#### Task to carry out:
The records below are to be output exactly, except for their pictures.

#### Data extract:

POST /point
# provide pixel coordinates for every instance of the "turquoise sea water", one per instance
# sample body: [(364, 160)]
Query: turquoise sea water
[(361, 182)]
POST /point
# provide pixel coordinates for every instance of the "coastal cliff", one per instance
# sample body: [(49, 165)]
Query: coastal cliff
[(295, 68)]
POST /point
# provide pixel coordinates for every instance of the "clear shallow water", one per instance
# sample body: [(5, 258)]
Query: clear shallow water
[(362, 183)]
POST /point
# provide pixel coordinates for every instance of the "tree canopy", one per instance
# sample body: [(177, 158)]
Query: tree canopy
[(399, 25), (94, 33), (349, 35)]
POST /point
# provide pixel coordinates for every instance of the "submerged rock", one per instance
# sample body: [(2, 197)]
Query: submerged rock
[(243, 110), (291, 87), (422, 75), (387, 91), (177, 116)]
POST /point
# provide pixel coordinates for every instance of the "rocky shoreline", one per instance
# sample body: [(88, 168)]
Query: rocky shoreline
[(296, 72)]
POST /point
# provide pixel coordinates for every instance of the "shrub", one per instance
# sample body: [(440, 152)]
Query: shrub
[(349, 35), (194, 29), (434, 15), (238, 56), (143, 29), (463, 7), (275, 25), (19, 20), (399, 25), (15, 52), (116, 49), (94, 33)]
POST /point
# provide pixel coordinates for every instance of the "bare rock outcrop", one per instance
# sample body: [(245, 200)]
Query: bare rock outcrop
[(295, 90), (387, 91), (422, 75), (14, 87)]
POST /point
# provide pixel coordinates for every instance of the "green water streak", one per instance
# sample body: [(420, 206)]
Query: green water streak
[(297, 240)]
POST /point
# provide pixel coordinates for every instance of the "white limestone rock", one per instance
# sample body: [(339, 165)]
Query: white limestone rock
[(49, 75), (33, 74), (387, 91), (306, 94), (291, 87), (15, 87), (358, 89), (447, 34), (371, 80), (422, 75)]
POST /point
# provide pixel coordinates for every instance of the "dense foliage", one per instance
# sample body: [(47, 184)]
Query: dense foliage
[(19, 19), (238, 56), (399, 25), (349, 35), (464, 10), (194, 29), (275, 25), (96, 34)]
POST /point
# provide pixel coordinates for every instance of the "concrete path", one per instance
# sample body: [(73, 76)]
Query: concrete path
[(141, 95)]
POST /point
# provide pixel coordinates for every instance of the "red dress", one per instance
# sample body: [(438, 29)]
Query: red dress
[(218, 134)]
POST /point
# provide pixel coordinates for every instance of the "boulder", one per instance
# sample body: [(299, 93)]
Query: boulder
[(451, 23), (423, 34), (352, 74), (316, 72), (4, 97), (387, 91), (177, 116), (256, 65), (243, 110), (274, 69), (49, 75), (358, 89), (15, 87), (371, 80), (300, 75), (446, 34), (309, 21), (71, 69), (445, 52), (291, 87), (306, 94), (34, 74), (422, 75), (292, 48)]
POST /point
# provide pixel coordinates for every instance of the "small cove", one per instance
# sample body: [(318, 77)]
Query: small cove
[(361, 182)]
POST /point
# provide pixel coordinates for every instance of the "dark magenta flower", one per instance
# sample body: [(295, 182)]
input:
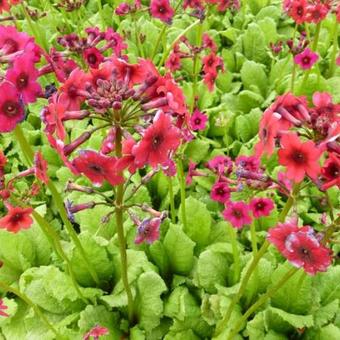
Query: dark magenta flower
[(306, 59), (148, 230), (158, 141), (261, 206), (162, 10), (237, 213), (198, 120), (220, 192), (11, 107), (98, 167), (16, 219)]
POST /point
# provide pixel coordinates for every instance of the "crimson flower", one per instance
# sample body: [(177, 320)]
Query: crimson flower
[(299, 158), (220, 192), (237, 213), (2, 308), (148, 230), (331, 171), (261, 206), (158, 141), (98, 167), (16, 219), (24, 76), (198, 120), (162, 10), (96, 332), (93, 57), (11, 107), (306, 59), (304, 250)]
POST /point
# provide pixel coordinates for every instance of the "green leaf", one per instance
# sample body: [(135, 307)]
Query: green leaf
[(253, 74), (150, 287), (297, 321), (99, 315), (254, 44), (16, 250), (296, 296), (97, 256), (212, 269), (180, 249), (198, 221), (328, 285), (53, 290)]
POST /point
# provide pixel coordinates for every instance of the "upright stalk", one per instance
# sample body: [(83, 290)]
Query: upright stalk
[(29, 154), (181, 180), (335, 48), (224, 322), (120, 229), (261, 301), (172, 200), (29, 302)]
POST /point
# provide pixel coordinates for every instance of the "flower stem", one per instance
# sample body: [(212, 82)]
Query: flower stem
[(120, 230), (182, 189), (172, 200), (55, 243), (29, 302), (261, 301), (332, 63), (224, 322), (314, 48), (29, 154), (236, 253)]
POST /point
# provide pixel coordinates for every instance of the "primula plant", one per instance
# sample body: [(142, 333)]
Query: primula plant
[(169, 169)]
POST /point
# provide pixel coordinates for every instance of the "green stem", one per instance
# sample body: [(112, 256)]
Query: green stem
[(236, 253), (181, 180), (53, 237), (29, 302), (120, 230), (314, 48), (172, 200), (224, 322), (29, 154), (167, 52), (263, 299), (334, 50)]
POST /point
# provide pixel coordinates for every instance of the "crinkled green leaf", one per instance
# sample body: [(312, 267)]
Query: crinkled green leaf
[(198, 221), (53, 290), (150, 287), (97, 256), (180, 249)]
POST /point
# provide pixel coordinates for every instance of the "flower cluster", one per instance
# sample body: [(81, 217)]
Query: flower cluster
[(301, 246), (320, 124), (211, 62), (302, 11)]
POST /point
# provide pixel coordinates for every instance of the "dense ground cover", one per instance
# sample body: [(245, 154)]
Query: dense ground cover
[(169, 170)]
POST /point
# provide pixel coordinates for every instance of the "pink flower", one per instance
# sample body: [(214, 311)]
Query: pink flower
[(16, 219), (306, 59), (148, 230), (93, 57), (11, 107), (24, 76), (158, 141), (2, 308), (198, 120), (220, 192), (98, 167), (303, 249), (96, 332), (261, 206), (237, 213), (162, 10)]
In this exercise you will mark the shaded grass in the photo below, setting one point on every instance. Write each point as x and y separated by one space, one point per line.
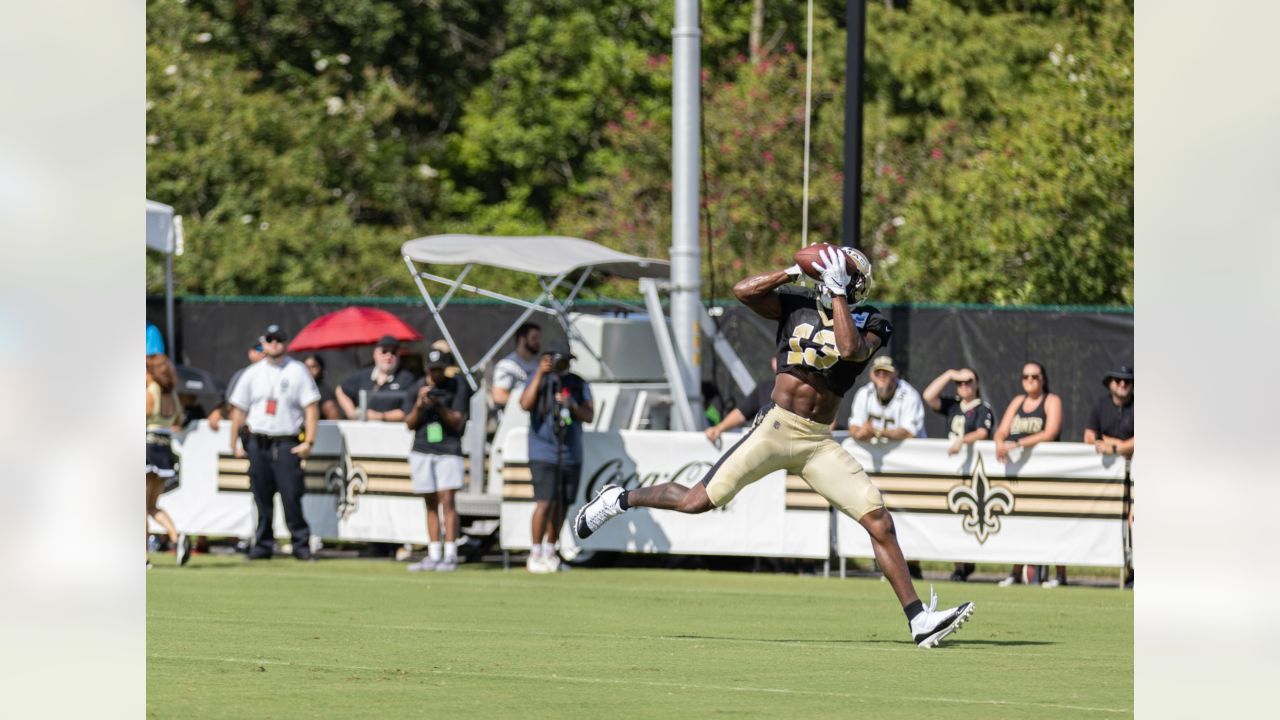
359 638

#### Solution to this task:
POST /point
# provide pixel coordinates for every instance of the "turquoise sea water", one per instance
# sample body: [(364, 160)]
Query: turquoise sea water
[(361, 182)]
POST /point
# provide pixel coordinates for every instance of the "coastal cliff", one per instance
# sample body: [(49, 165)]
Query: coastal cliff
[(295, 68)]
POST /point
# provide pixel coordinates for every instance of the "clear shallow water", one per instance
# sample body: [(5, 258)]
Query: clear shallow water
[(362, 183)]
POST /point
# provide pixel coordinates for every instance of the "tree canopy", one per instance
# sample body: [(177, 158)]
Query: tree canopy
[(399, 25), (94, 33), (349, 35)]
POST /point
# provide pixel coordinates for every instance of the "submerged rock", one per instance
# sample body: [(2, 197)]
Query: submerged rock
[(243, 110), (291, 87), (422, 75), (387, 91), (177, 116)]
POST /point
# provide pixel coordinates for every instance of the "rocky shoreline", one per instance
# sample body: [(88, 168)]
Query: rocky shoreline
[(296, 72)]
POST /point
# provide pixel coordinates for every instance of the "shrub", one per instance
# sample body: [(440, 152)]
Query: shrub
[(349, 35), (194, 29), (434, 15), (238, 56), (143, 29), (463, 7), (275, 25), (19, 20), (399, 25), (15, 52), (116, 49), (94, 33)]
POST /point
# provide pixel coordinates for every instance of the "bare rock outcrop", one per instance
# sample body: [(245, 200)]
Query: bare rock outcrop
[(295, 90), (387, 91), (422, 75), (14, 87)]
POST /point
# provide pixel coordinates for every instance of the "green water streak", one per instance
# sample body: [(420, 206)]
Query: green water streak
[(297, 240)]
POST /point
# provide pixel coordinates for every instance of the "white limestone rock", one per instance
# sample body: [(339, 165)]
Query: white limestone rock
[(49, 75), (33, 74), (387, 91), (306, 94), (291, 87), (15, 87), (358, 89), (447, 34), (371, 80), (422, 75)]
POST /point
# provide pixel coordinates for every instance of the "dense foliage", one per instance
# sample body: [(47, 184)]
Query: dense foliage
[(19, 19), (238, 56), (399, 25), (349, 35), (464, 10), (194, 29), (275, 25), (96, 34)]
POST /point
# provide pixel coordinates for every instance of the "concrete path", one per instance
# sample body: [(73, 76)]
Query: concrete path
[(141, 95)]
POST /point
# provide pixel coordinates for every instance of the "red dress", one per instance
# sample body: [(438, 29)]
Query: red dress
[(218, 134)]
POST /point
# provide pixel coordinates for every instance of the "boulder", one per instance
# sample body: [(299, 93)]
Query: boulder
[(451, 23), (423, 34), (352, 74), (316, 72), (4, 97), (387, 91), (177, 116), (256, 65), (243, 110), (274, 69), (49, 75), (358, 89), (15, 87), (371, 80), (300, 75), (446, 34), (309, 21), (71, 69), (445, 52), (291, 87), (306, 94), (34, 74), (422, 75), (292, 48)]
POST /point
# provide pixel coordinates for every instance of the "small cove", one per instance
# sample body: [(318, 77)]
Query: small cove
[(361, 182)]
POST /point
# provide pixel coordinates for every instance of the "dark magenta flower", one per instance
# sample body: [(295, 182)]
input:
Query: dark magenta flower
[(306, 59), (148, 230), (158, 141), (261, 206), (162, 10), (237, 213), (198, 120), (220, 192), (11, 107), (98, 167), (16, 219)]
POST /point
# provide pixel coordinates for every instance of the "crimson flower", one per instance
# sample body: [(177, 320)]
Query: crimson flower
[(299, 158), (220, 192), (237, 213), (2, 308), (148, 230), (331, 171), (261, 206), (158, 141), (98, 167), (16, 219), (24, 76), (198, 120), (162, 10), (96, 332), (93, 57), (11, 107), (306, 59), (304, 250)]
POST /point
# provide pixel coordinates for every instance of the "green leaf", one per instance
# sample body: [(135, 307)]
Query: green leaf
[(253, 74), (150, 287), (297, 321), (99, 315), (254, 44), (16, 250), (296, 296), (97, 256), (212, 269), (180, 249), (198, 221), (328, 285), (53, 290)]
POST /point
# provide pixel coordinates for every instance of the "upright stalk", one per instance
# sample body: [(83, 290)]
Query: upright stalk
[(29, 154), (181, 180), (335, 48), (224, 322), (120, 229), (261, 301), (172, 200), (29, 302)]
POST /point
# provide pixel coordinates for every instance of the "flower stem", one per instance
# sample body: [(212, 82)]
Query: flower stem
[(120, 230), (182, 189), (172, 200), (55, 243), (29, 302), (261, 301), (332, 63), (224, 322), (314, 48), (29, 154), (236, 253)]
POST /point
# provide pixel coordinates for every instance of the "primula plant", one per instance
# sample body: [(142, 333)]
Query: primula plant
[(169, 169)]
POST /point
# provide pixel coordinates for every instance of the "green stem", one per instance
# sample body: [(112, 256)]
Query: green stem
[(236, 253), (181, 180), (53, 237), (29, 302), (120, 230), (314, 48), (172, 200), (224, 322), (29, 154), (167, 52), (263, 299), (334, 50)]
POST /point
# provide pixel coordinates for every instance of the "crinkled green leaf", one per instance
# sample body: [(312, 267)]
Query: crinkled green leaf
[(198, 221), (53, 290), (150, 287), (97, 256), (180, 249)]
POST /point
# provide pixel coordinates for every instance of the "flower cluster", one per instance
# sample body: [(81, 217)]
Query: flower cluster
[(301, 246), (320, 124), (211, 62), (302, 11)]
POST /point
# provide pixel coordinates for every instance of the "dense ground cover", one per instance
# sample body: [(245, 154)]
Query: dense ground cover
[(169, 170)]
POST /point
# provide pixel coordinates for every instance of the "pink flower", one per instance
# sample body: [(214, 311)]
Query: pink flower
[(16, 219), (306, 59), (148, 230), (93, 57), (11, 107), (24, 76), (158, 141), (2, 308), (198, 120), (220, 192), (98, 167), (303, 249), (96, 332), (261, 206), (237, 213), (162, 10)]
In this exercise you will mark the shaded grass in the photo below, setting one point on every instance. Write each point as x and y separated by one space, one point per line.
359 638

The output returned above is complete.